(Boundary annotation records)

━━━━━━━━━━━━━━━━━━━━━━━━━━━━━━

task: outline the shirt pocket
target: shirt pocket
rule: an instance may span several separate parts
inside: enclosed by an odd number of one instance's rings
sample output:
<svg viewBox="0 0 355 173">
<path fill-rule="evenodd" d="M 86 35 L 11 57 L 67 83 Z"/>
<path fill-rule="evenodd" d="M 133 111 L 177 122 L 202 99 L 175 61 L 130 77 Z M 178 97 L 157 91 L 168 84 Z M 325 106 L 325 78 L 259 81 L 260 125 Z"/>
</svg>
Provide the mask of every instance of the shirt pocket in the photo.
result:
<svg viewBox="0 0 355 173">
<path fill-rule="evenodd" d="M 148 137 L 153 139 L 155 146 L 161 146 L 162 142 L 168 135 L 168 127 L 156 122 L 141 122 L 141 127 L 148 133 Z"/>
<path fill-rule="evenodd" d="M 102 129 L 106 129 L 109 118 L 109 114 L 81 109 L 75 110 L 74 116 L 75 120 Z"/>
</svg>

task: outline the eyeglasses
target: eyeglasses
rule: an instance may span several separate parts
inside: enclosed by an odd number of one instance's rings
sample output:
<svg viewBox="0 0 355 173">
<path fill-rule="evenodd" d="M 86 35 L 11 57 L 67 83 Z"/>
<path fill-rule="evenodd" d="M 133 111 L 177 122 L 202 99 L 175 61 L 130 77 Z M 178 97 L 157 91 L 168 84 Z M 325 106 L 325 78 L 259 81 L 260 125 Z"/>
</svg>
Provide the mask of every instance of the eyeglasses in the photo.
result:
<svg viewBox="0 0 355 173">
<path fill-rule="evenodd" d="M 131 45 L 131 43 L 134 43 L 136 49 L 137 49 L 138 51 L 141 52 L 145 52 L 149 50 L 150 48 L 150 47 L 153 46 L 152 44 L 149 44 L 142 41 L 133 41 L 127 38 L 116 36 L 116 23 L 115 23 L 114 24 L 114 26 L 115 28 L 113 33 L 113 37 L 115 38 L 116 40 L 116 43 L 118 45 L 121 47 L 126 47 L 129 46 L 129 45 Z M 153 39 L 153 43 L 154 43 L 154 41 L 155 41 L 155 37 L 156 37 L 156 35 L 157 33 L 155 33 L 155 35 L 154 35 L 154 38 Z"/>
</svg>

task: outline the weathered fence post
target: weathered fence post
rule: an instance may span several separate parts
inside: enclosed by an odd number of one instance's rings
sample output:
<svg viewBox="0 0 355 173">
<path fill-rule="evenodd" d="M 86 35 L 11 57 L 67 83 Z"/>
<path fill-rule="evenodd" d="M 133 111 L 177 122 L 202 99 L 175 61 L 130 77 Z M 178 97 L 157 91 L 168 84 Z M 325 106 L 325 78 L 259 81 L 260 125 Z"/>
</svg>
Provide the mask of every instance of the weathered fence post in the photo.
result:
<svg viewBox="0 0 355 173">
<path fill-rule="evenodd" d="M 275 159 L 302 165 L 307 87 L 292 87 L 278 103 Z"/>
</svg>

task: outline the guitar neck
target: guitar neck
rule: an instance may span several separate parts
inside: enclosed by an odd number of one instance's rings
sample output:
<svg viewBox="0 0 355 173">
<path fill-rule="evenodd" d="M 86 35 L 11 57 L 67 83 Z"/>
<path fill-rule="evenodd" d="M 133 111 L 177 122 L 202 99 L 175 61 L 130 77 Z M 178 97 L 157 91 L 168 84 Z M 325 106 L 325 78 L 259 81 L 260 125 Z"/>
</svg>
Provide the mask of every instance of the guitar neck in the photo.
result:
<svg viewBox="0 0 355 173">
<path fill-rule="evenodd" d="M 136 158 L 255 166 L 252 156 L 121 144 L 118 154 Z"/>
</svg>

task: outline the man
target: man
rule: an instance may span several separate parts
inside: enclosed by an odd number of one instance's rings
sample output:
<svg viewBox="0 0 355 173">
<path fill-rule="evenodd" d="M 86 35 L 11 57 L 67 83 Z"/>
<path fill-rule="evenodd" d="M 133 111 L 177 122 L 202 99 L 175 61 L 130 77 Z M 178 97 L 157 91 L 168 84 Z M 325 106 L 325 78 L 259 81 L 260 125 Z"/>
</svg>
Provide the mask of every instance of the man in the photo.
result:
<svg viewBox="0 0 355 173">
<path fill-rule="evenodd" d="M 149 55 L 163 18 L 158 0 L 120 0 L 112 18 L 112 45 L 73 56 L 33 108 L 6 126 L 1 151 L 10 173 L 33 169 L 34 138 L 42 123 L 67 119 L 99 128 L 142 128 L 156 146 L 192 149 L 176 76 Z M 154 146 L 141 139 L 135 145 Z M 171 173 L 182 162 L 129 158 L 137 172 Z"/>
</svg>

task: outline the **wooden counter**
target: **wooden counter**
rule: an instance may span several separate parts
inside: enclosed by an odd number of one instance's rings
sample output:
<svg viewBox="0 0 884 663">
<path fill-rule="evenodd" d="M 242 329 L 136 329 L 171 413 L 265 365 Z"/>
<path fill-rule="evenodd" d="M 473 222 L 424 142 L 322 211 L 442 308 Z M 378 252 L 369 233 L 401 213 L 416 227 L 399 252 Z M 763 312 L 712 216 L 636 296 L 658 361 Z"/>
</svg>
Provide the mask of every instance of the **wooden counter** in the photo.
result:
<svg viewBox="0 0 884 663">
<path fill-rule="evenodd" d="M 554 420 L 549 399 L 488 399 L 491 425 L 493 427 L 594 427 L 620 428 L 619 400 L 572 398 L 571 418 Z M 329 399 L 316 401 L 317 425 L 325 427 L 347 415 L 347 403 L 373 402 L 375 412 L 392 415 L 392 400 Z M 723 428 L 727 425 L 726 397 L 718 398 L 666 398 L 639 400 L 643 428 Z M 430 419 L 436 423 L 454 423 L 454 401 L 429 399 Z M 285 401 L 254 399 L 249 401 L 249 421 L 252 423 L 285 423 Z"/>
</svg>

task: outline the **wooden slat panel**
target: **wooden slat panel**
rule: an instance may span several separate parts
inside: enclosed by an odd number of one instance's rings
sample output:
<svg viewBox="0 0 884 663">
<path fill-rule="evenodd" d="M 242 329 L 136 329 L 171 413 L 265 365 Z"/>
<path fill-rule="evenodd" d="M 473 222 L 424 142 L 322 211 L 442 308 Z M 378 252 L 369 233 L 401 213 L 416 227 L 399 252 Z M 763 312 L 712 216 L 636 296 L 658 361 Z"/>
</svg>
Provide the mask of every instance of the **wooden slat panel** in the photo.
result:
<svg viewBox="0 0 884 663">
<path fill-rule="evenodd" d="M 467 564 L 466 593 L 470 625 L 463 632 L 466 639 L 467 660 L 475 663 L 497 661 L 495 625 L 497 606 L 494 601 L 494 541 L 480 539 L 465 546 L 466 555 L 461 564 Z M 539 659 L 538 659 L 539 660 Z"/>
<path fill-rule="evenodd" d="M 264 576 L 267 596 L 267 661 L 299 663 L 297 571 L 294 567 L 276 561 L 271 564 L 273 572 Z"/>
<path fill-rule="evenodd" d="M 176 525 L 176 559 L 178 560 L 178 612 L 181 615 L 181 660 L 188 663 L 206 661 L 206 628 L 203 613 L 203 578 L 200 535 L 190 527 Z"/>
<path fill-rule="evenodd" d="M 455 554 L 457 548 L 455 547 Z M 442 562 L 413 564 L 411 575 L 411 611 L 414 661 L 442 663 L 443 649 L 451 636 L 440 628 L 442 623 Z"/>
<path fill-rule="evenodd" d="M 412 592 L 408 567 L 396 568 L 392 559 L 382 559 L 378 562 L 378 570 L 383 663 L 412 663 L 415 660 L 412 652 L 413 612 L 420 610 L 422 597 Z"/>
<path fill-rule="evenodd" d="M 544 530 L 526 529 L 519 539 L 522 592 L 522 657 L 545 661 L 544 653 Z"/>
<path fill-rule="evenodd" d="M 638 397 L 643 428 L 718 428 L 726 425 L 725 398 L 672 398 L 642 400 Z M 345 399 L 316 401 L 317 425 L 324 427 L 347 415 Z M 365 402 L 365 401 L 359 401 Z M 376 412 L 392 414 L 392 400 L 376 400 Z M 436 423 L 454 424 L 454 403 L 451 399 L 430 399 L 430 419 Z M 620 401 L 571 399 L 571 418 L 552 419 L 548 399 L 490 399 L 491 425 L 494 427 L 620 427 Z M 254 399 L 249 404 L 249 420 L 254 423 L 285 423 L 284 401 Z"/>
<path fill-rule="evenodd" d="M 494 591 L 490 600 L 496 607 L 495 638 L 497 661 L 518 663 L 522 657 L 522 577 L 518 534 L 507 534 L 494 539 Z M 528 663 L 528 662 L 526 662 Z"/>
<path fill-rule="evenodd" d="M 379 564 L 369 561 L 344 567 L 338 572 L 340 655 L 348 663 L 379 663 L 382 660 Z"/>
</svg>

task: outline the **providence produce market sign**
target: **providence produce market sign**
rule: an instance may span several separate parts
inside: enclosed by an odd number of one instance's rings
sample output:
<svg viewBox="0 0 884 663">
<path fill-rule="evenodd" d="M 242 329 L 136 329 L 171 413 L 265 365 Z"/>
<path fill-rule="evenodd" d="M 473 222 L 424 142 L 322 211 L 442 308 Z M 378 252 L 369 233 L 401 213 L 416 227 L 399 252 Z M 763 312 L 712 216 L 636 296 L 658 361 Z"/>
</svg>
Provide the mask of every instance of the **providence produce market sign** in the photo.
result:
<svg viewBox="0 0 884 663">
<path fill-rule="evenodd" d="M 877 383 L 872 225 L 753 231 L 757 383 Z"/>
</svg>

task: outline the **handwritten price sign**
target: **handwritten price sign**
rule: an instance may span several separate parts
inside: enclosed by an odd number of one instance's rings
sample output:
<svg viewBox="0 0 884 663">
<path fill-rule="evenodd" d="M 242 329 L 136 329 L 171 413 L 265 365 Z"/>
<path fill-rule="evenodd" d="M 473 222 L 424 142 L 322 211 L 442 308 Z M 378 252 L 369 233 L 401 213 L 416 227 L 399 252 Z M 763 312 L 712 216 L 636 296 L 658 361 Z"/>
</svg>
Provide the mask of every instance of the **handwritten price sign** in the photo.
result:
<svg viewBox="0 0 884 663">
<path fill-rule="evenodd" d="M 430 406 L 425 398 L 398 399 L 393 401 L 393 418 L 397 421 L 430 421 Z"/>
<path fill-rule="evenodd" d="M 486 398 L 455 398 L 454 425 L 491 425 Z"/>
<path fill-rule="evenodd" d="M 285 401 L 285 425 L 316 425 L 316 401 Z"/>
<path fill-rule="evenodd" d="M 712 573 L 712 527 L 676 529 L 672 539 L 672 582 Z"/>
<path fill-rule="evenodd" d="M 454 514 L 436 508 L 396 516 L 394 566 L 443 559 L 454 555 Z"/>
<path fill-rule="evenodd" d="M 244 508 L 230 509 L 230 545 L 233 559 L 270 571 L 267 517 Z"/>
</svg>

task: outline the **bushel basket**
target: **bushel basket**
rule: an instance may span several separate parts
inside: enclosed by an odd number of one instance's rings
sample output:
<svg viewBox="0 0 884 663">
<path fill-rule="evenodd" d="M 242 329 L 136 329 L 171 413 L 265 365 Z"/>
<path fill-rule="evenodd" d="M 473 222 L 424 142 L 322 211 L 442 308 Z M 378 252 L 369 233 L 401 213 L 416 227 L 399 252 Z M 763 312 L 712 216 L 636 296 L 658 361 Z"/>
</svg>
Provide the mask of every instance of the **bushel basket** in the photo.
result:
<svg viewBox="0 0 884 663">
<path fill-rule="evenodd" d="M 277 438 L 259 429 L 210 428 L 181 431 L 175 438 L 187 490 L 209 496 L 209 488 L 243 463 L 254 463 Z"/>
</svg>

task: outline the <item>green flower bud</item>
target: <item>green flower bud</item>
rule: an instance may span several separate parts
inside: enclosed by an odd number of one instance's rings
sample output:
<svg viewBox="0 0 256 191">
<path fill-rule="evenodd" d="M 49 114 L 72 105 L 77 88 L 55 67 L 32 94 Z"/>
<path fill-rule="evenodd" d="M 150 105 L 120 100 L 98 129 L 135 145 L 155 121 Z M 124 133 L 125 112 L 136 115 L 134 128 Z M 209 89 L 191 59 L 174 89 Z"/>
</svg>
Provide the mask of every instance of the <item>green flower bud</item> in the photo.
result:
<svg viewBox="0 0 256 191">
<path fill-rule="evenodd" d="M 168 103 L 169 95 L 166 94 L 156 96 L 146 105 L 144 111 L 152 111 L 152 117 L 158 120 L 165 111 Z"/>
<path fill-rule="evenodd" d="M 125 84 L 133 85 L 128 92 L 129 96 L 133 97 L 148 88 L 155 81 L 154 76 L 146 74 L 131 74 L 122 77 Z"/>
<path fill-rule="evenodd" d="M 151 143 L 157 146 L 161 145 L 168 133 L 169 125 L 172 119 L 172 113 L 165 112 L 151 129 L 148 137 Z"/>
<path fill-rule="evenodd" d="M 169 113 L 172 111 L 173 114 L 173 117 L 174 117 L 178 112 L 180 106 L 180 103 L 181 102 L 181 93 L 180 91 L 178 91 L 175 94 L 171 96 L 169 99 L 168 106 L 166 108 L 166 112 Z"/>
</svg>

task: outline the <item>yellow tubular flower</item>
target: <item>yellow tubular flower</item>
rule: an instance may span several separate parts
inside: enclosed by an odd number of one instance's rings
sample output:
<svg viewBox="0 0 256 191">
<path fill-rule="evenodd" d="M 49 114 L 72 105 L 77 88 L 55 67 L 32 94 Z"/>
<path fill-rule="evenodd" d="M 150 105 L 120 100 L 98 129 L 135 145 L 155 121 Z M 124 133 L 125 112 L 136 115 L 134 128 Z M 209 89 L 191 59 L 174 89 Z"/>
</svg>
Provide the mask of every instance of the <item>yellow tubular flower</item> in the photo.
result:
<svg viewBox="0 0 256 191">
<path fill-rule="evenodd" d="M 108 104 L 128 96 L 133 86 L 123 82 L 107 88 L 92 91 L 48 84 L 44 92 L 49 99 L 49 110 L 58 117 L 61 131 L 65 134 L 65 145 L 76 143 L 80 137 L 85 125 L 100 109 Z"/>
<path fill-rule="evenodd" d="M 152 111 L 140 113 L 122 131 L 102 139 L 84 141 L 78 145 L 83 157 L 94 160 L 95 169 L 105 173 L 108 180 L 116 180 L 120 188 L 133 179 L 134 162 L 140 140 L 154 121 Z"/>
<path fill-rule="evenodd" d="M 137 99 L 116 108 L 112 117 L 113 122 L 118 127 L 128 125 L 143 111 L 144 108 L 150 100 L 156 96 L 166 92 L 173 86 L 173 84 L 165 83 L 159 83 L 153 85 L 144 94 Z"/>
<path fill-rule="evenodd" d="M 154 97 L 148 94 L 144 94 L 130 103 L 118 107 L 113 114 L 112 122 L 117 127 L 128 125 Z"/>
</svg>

━━━━━━━━━━━━━━━━━━━━━━━━━━━━━━

TO BE DONE »
Would you quote, exactly and only, the lines from the one containing "task: outline the <item>yellow" to the end of the entries?

EXERCISE RESPONSE »
task: outline the <item>yellow tubular flower</item>
target: <item>yellow tubular flower</item>
rule: an instance may span several separate parts
inside: enclosed by an odd number of one instance's rings
sample output:
<svg viewBox="0 0 256 191">
<path fill-rule="evenodd" d="M 49 114 L 72 105 L 77 88 L 55 67 L 32 94 Z"/>
<path fill-rule="evenodd" d="M 150 105 L 120 100 L 98 129 L 135 145 L 155 121 Z M 124 133 L 125 112 L 136 115 L 134 128 Z M 209 89 L 191 59 L 174 89 Z"/>
</svg>
Provide the mask of every instance of the <item>yellow tubular flower</item> in the photo.
result:
<svg viewBox="0 0 256 191">
<path fill-rule="evenodd" d="M 108 104 L 128 96 L 133 86 L 123 82 L 107 88 L 92 91 L 48 84 L 44 92 L 49 99 L 49 110 L 58 117 L 61 131 L 65 134 L 65 145 L 76 143 L 80 137 L 85 125 L 100 109 Z"/>
<path fill-rule="evenodd" d="M 152 111 L 140 113 L 122 131 L 102 139 L 84 141 L 78 145 L 83 157 L 94 160 L 95 169 L 105 173 L 108 180 L 116 180 L 120 188 L 133 179 L 134 162 L 140 140 L 154 121 Z"/>
<path fill-rule="evenodd" d="M 137 99 L 116 108 L 112 117 L 113 122 L 118 127 L 128 125 L 143 111 L 144 108 L 150 100 L 156 96 L 166 92 L 173 86 L 173 84 L 165 83 L 159 83 L 153 85 L 144 94 Z"/>
<path fill-rule="evenodd" d="M 154 97 L 148 94 L 144 94 L 130 103 L 118 107 L 113 114 L 112 122 L 117 127 L 128 125 Z"/>
</svg>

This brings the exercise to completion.